= EXERCISE DETAILS =
Can you reproduce every one of the rows below word for word, with nothing changed?

= GIVEN ENTRIES =
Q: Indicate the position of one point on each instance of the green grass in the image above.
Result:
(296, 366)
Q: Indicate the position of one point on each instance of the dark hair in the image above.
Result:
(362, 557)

= EXERCISE SOLUTION =
Q: Indicate the position of one point on each instance of the green grass in the image above.
Result:
(296, 366)
Q: Indicate the position of one point on each instance of the dark hair in the image above.
Result:
(362, 557)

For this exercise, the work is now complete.